Provided entries.
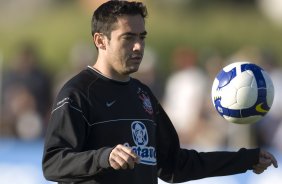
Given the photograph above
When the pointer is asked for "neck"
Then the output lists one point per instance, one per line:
(111, 74)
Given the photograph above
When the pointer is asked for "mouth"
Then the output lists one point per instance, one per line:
(136, 58)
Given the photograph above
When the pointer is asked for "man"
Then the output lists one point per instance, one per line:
(107, 127)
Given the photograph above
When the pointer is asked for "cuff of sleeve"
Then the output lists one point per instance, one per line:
(104, 158)
(253, 157)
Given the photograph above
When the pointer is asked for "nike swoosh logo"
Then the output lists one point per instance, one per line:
(109, 104)
(260, 109)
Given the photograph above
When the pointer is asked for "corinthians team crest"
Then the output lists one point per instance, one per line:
(145, 99)
(140, 137)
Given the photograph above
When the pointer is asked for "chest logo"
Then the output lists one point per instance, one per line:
(140, 137)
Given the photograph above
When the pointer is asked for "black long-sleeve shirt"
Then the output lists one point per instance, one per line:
(92, 114)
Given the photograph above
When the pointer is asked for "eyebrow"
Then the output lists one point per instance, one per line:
(134, 34)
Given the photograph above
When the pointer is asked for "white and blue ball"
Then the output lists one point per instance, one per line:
(242, 92)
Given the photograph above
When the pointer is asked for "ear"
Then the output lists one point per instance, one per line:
(99, 40)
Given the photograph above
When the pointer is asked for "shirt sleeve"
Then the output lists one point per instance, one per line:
(180, 165)
(64, 159)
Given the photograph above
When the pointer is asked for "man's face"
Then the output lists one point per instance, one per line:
(124, 51)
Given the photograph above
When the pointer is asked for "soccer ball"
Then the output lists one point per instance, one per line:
(242, 92)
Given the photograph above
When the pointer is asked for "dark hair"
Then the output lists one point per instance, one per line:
(106, 15)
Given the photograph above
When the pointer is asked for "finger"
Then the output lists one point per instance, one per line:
(116, 159)
(268, 155)
(264, 162)
(258, 170)
(114, 164)
(122, 163)
(127, 159)
(130, 152)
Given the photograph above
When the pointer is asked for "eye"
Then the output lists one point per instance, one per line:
(143, 37)
(128, 37)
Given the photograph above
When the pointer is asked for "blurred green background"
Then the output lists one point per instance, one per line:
(206, 26)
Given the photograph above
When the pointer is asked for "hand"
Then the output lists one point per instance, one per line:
(265, 160)
(123, 157)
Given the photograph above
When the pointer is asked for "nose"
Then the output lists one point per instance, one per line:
(138, 45)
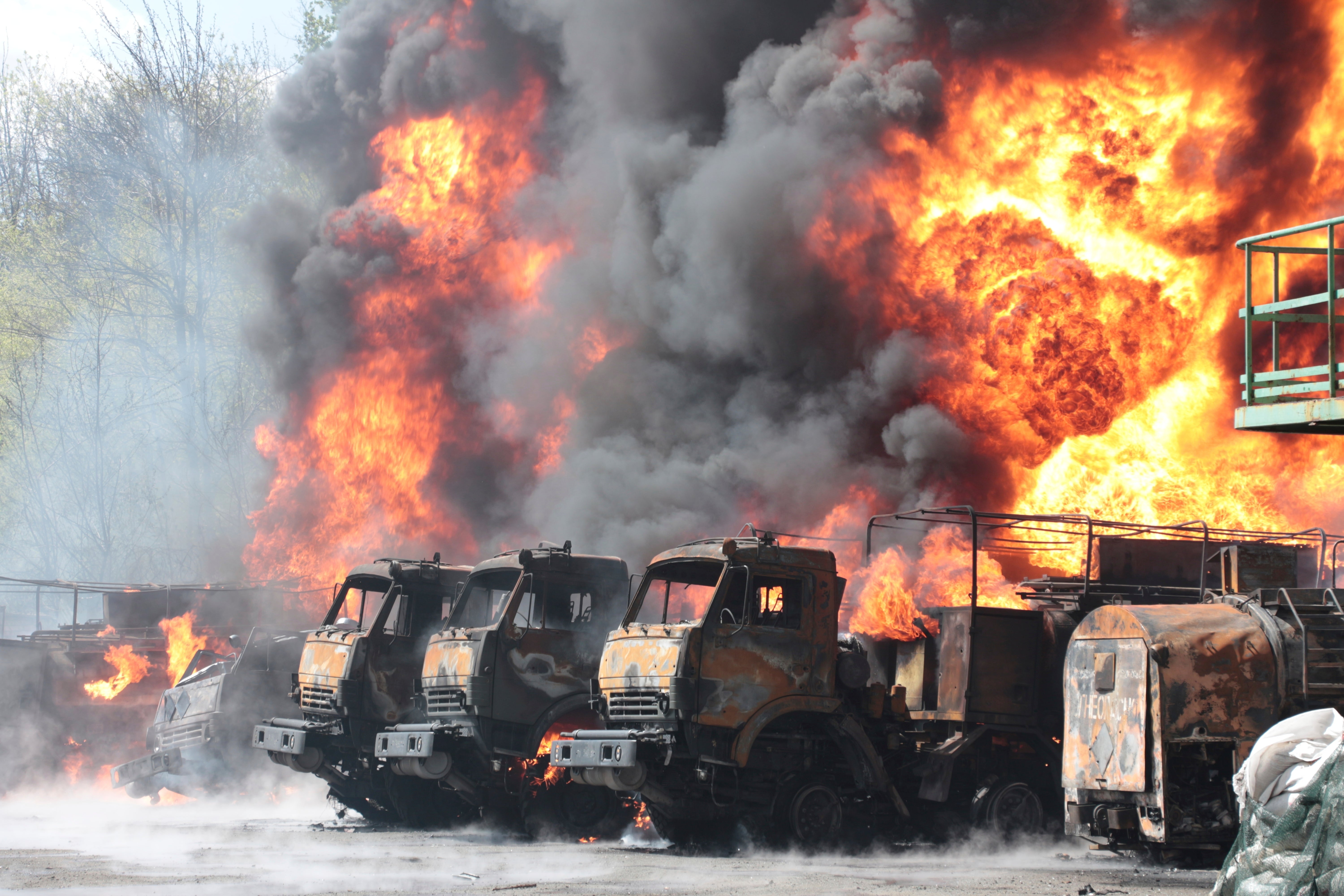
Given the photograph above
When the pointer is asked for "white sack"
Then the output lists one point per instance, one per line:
(1287, 758)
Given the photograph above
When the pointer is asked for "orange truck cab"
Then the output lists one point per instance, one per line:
(357, 674)
(502, 678)
(722, 698)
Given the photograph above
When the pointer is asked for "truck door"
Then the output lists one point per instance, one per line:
(760, 645)
(550, 649)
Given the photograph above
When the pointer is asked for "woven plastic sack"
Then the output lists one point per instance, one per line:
(1298, 851)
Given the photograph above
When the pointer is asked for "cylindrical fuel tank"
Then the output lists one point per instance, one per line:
(1148, 686)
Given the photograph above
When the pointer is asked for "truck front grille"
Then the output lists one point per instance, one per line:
(182, 737)
(444, 702)
(636, 704)
(318, 698)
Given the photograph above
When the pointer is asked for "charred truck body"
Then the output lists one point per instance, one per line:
(509, 671)
(198, 741)
(722, 696)
(357, 675)
(1165, 703)
(728, 694)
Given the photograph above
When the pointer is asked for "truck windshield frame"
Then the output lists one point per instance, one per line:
(682, 585)
(485, 598)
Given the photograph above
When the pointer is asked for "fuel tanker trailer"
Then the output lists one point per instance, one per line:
(1165, 703)
(729, 694)
(503, 676)
(357, 675)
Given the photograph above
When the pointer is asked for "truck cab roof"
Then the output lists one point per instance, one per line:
(752, 550)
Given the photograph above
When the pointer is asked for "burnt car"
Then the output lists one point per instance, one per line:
(357, 675)
(198, 739)
(503, 676)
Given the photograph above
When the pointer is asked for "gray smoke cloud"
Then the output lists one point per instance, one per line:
(694, 148)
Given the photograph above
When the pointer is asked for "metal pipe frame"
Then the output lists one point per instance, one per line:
(1252, 245)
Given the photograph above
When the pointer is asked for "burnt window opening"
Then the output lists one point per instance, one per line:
(485, 598)
(733, 612)
(675, 593)
(565, 604)
(776, 602)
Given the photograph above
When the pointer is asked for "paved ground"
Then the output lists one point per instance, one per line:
(95, 842)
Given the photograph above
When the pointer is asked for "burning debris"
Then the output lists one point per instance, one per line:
(896, 589)
(131, 668)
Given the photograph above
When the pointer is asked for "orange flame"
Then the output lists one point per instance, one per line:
(1065, 244)
(75, 762)
(894, 589)
(182, 643)
(131, 668)
(360, 459)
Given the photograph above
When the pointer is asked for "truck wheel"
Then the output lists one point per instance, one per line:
(812, 815)
(1013, 807)
(568, 811)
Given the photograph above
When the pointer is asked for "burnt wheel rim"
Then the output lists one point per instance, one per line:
(583, 807)
(1017, 808)
(815, 815)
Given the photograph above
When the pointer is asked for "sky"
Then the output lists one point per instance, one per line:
(61, 30)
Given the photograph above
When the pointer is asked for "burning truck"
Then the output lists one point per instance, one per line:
(729, 695)
(95, 682)
(198, 739)
(506, 674)
(357, 675)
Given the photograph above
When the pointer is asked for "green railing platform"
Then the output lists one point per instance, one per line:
(1303, 400)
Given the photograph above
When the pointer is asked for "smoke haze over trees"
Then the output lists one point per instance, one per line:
(128, 396)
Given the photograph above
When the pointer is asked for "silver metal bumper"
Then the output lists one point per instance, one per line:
(595, 750)
(144, 768)
(390, 745)
(280, 739)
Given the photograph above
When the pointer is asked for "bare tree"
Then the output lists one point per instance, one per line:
(131, 396)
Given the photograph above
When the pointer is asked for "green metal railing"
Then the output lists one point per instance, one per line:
(1300, 383)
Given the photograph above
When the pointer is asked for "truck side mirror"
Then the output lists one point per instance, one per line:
(743, 612)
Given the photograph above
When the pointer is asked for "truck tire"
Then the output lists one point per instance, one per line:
(808, 813)
(572, 812)
(1013, 807)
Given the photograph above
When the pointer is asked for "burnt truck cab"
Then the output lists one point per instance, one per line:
(721, 696)
(357, 675)
(506, 672)
(198, 738)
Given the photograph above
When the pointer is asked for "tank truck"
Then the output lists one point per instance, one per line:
(729, 695)
(503, 676)
(198, 739)
(357, 675)
(1165, 703)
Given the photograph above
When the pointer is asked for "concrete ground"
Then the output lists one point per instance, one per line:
(100, 842)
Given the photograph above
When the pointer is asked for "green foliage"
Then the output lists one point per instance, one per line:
(321, 25)
(128, 396)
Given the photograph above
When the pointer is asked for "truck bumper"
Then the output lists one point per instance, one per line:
(595, 750)
(169, 761)
(275, 739)
(601, 760)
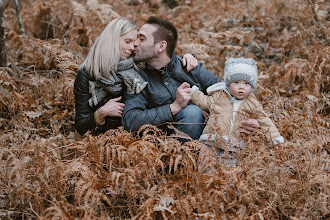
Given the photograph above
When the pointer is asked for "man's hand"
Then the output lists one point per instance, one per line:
(112, 108)
(182, 98)
(249, 126)
(190, 61)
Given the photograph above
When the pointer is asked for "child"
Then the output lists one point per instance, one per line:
(230, 102)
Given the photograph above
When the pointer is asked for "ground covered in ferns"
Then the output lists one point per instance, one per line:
(46, 173)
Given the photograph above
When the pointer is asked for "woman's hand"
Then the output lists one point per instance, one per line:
(190, 61)
(249, 126)
(112, 108)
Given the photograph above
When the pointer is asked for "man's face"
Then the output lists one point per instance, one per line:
(145, 47)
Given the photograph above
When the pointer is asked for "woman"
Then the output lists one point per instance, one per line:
(106, 73)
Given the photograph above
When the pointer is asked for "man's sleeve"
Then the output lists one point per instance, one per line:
(136, 112)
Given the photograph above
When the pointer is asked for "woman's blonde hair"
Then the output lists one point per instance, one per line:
(105, 53)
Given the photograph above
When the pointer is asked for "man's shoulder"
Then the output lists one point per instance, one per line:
(143, 74)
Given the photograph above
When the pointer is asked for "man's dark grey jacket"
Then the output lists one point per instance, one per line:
(152, 105)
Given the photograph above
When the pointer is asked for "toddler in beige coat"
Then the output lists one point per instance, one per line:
(231, 102)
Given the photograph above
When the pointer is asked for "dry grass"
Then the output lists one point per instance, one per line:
(47, 174)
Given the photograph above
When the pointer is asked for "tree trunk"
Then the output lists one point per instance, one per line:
(3, 59)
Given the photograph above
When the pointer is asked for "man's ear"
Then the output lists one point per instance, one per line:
(162, 46)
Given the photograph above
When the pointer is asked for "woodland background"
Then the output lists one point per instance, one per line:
(46, 173)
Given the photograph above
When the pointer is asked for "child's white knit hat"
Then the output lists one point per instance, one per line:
(241, 69)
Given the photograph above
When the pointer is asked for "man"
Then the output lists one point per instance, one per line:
(167, 95)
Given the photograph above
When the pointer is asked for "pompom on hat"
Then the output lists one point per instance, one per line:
(241, 69)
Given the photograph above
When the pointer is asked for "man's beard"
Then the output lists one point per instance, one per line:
(144, 57)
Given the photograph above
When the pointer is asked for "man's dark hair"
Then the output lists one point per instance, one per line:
(165, 31)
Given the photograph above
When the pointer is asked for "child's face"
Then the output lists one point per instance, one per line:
(240, 89)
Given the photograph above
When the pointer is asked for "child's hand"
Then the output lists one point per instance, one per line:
(249, 126)
(190, 61)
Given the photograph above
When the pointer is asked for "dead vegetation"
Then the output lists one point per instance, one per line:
(47, 174)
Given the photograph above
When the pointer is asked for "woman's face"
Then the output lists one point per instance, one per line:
(127, 43)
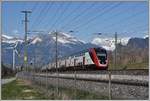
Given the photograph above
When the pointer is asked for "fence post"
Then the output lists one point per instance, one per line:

Directions for this task.
Display every line of the listing above that contains the string "sleeve".

Final result.
When the pointer is asked for "cuff of sleeve"
When the pointer is asked for "black long-sleeve shirt"
When the pointer is asked for "shirt sleeve"
When the pointer is asked for "man's sleeve"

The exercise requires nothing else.